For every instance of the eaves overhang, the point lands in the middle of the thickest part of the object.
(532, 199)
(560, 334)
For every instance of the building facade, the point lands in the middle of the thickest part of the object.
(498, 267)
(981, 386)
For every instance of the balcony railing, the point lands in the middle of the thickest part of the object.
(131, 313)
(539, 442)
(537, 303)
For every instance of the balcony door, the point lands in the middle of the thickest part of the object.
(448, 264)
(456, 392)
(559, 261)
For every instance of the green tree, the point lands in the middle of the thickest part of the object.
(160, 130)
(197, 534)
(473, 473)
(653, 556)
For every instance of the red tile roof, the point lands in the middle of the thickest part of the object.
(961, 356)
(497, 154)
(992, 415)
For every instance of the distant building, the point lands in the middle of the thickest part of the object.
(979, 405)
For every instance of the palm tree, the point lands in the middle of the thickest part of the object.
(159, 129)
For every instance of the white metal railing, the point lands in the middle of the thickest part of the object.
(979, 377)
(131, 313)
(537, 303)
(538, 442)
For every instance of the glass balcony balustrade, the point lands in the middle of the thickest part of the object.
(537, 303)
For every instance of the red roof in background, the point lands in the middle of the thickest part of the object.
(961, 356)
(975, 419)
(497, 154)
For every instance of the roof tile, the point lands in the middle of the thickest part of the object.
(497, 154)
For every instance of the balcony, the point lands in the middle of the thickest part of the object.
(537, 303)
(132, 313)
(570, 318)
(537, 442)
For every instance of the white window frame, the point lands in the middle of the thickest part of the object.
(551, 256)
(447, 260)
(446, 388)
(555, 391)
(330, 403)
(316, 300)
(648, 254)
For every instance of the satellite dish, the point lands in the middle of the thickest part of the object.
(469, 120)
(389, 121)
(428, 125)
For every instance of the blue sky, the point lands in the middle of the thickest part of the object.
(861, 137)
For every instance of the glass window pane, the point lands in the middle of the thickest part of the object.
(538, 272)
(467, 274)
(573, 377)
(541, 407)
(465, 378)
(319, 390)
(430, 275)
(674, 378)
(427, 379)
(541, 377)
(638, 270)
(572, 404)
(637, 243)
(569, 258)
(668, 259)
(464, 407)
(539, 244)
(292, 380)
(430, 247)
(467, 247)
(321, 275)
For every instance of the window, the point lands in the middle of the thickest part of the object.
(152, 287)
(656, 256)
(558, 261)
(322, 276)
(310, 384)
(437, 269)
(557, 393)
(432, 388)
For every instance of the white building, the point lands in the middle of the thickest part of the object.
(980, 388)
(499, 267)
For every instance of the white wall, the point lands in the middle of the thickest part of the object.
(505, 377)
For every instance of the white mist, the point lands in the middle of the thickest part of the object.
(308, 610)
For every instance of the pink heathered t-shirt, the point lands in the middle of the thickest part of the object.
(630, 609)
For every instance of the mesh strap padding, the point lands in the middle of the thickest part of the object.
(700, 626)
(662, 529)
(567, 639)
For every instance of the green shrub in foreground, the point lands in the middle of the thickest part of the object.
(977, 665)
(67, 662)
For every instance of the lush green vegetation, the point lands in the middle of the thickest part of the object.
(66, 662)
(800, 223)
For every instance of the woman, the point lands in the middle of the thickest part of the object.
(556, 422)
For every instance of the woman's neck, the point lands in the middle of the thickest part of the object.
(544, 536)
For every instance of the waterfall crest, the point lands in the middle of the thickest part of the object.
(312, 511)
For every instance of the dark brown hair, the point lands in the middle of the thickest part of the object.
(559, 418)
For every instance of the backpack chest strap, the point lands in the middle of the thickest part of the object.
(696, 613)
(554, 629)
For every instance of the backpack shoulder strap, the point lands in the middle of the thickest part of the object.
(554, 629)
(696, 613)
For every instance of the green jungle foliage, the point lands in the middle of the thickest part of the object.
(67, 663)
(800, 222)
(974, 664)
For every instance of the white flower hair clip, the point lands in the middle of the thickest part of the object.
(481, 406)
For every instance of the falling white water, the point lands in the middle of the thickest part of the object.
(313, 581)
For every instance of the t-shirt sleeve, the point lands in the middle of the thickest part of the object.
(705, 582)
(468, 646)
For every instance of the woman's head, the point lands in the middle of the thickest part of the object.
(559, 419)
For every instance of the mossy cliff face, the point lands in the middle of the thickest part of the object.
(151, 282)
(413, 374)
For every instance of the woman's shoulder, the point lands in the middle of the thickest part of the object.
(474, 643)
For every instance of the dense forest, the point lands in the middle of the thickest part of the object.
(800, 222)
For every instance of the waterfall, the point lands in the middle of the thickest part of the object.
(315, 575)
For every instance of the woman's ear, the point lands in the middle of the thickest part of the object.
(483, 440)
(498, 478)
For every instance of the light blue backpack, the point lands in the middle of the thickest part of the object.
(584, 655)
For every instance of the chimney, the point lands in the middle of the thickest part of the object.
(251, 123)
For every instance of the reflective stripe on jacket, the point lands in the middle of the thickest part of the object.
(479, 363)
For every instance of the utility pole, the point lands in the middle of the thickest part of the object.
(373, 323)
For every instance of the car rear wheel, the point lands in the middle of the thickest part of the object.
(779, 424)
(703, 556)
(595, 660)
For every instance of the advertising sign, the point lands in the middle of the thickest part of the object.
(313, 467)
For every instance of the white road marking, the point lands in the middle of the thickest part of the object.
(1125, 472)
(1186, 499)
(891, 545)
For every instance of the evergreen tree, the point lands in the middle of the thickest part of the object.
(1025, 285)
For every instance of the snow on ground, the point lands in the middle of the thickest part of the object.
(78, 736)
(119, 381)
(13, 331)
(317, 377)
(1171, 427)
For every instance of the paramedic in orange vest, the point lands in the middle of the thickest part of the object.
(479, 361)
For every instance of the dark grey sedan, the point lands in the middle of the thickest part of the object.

▶ _TASK_
Every line of data must be returned unchanged.

▶ _RESPONSE_
For every instance of the eaves overhang, the point lands in the middle of the thickest part of the object.
(532, 199)
(560, 334)
For every instance of the building facade, the point lands in the middle of the thickest part of the object.
(498, 267)
(981, 386)
For every instance of the balcony railing, the point lands in the middle of the thickest part of the object.
(131, 313)
(539, 442)
(537, 303)
For every instance of the balcony door, the point lands in the middle of the thickest part of the object.
(448, 264)
(456, 392)
(559, 261)
For every instance of the green tree, the point lands in the middle of the thickest part of the object.
(160, 130)
(197, 534)
(473, 473)
(653, 556)
For every instance of the red tile roof, the point lands in the middle of the thickest part of the object.
(961, 356)
(497, 154)
(992, 415)
For every instance of the distant building, the point lands in the middle of the thickest part of the object.
(979, 405)
For every instance of the palm tree, the point lands in the middle of the thickest part of the object.
(159, 129)
For every instance of the white metal railing, the point lands in the middle of the thickest part of the object.
(979, 377)
(131, 313)
(537, 303)
(538, 442)
For every instance of the glass balcony balustrade, the point lands in the middle of the thickest part of the object.
(537, 303)
For every instance of the red roof in background, the point lands in the middle of the thickest part of the object.
(961, 356)
(975, 419)
(497, 154)
For every instance of the roof tile, the point lands in the middle of the thickest part of the object.
(497, 154)
For every instance of the balcony, the point lands in the middle of the thickest part of the object.
(537, 303)
(132, 313)
(570, 318)
(537, 442)
For every instance of the white window frame, the point lands in the middle of the thickest part of the object.
(551, 256)
(447, 260)
(446, 388)
(555, 391)
(330, 403)
(316, 300)
(648, 254)
For every instance of the satellite dish, the point lands in the middle of the thickest part of the object.
(469, 120)
(389, 121)
(428, 125)
For every instance of the blue sky, the point lands in the middle of the thickest part of the object.
(861, 137)
For every instance of the glass window pane, the point lands in the middle of the thickest part of the object.
(538, 272)
(467, 274)
(573, 377)
(541, 407)
(465, 378)
(319, 390)
(430, 275)
(674, 378)
(427, 379)
(541, 377)
(638, 270)
(572, 404)
(637, 243)
(569, 258)
(668, 259)
(464, 407)
(539, 244)
(292, 380)
(430, 247)
(467, 247)
(321, 275)
For every instance of the window, the point lands in the middle of the thickest part of the object.
(152, 287)
(656, 256)
(558, 261)
(322, 276)
(310, 384)
(437, 269)
(557, 393)
(432, 388)
For every instance of the white building, the point lands in the middle of the thickest part of the object.
(980, 388)
(499, 267)
For every instance of the white wall, the point lands in the middle of the thickest part of the object.
(505, 377)
For every instance of the white mist, the point lands in the middle of the thickest part of the object.
(308, 610)
For every instance of the pink heathered t-shirt, the point lands in the middle of the thickest part of the object.
(630, 609)
For every instance of the mesh strap padding, the point lands in the middle of the thickest part of the object.
(700, 626)
(662, 529)
(567, 639)
For every instance of the green shrub in foreground, the point lands in the middle of the thickest part of the object.
(977, 665)
(67, 662)
For every instance of the lush green vegetation, the point lands in the middle of the thickest part of the object.
(66, 662)
(800, 223)
For every instance of the woman, the point lands in the middle of the thickest part of the object.
(556, 422)
For every instance of the woman's neck, the point lands in the middle of the thickest part of the object.
(544, 536)
For every instance of the waterfall crest, the point lands in the middle of the thickest part of the object.
(312, 511)
For every instance of the dark brown hair, the point lands in the middle of the thickest part of the object.
(559, 418)
For every instance of the backpack chest strap, the point lands in the middle of the thickest part of the object.
(696, 613)
(554, 629)
For every instance of the backpack shoulder strap, the point lands in the middle of the thickest part of the object.
(554, 629)
(696, 613)
For every instance of the green jungle foliage, the point lands in the middle of the thickest part of the object.
(67, 663)
(800, 222)
(974, 664)
For every instance of the white flower hair clip, the point lands in the middle of the thickest part of the object.
(481, 406)
For every instance of the falling white water, the point lands in the middle of the thickest part of the object.
(313, 581)
For every instance of the t-shirt sleeve, the point lands in the middle of the thickest part of the object.
(705, 582)
(468, 646)
For every instance of the woman's head, the point lands in the middle of the thickest part of the object.
(559, 419)
For every instance of the mossy cliff face, the point lands in the middle of the thickest part of the object.
(151, 282)
(413, 374)
For every instance of the woman's shoulder, the point lands in the middle of the thickest part of the object.
(474, 643)
For every instance of the dense forest, the point lands in the middle of the thickest part of the object.
(800, 222)
For every instance of the waterfall, the point lands in the middle of the thickest part of the object.
(315, 575)
For every instance of the woman's ear, the point lands in the middle of the thickest part of the object.
(483, 440)
(498, 478)
For every instance of the light blue backpack, the point lands in the middle of the thickest part of the object.
(584, 655)
For every instance of the chimney, the point lands in the middle of the thickest part of the object.
(251, 123)
For every instance of the reflective stripe on jacket, the point lands in the middle of the thickest part of the object.
(479, 363)
For every instance of the utility pole, the point lands in the middle of the thickest part of the object.
(373, 323)
For every instance of the car rear wheel, the point lands in the middle of the thickest part of the object.
(779, 424)
(703, 556)
(595, 660)
For every instance of the advertising sign, the point lands in the middle of the thickest part of the object.
(313, 467)
For every instance of the white road marking, the point lands in the middle of the thickest part of the object.
(1125, 472)
(1186, 499)
(891, 545)
For every instance of the evergreen tree, the point lands in the middle of the thickest part of the object.
(1025, 285)
For every instance of the snow on ground, the point lands in the middle of the thickest part of the object.
(78, 736)
(119, 381)
(13, 331)
(317, 377)
(1171, 427)
For every instance of the paramedic in orange vest, the point lands in the middle of the thickest part of the object.
(479, 361)
For every instance of the dark grey sedan, the point lands in the middle of the thickest part of the object.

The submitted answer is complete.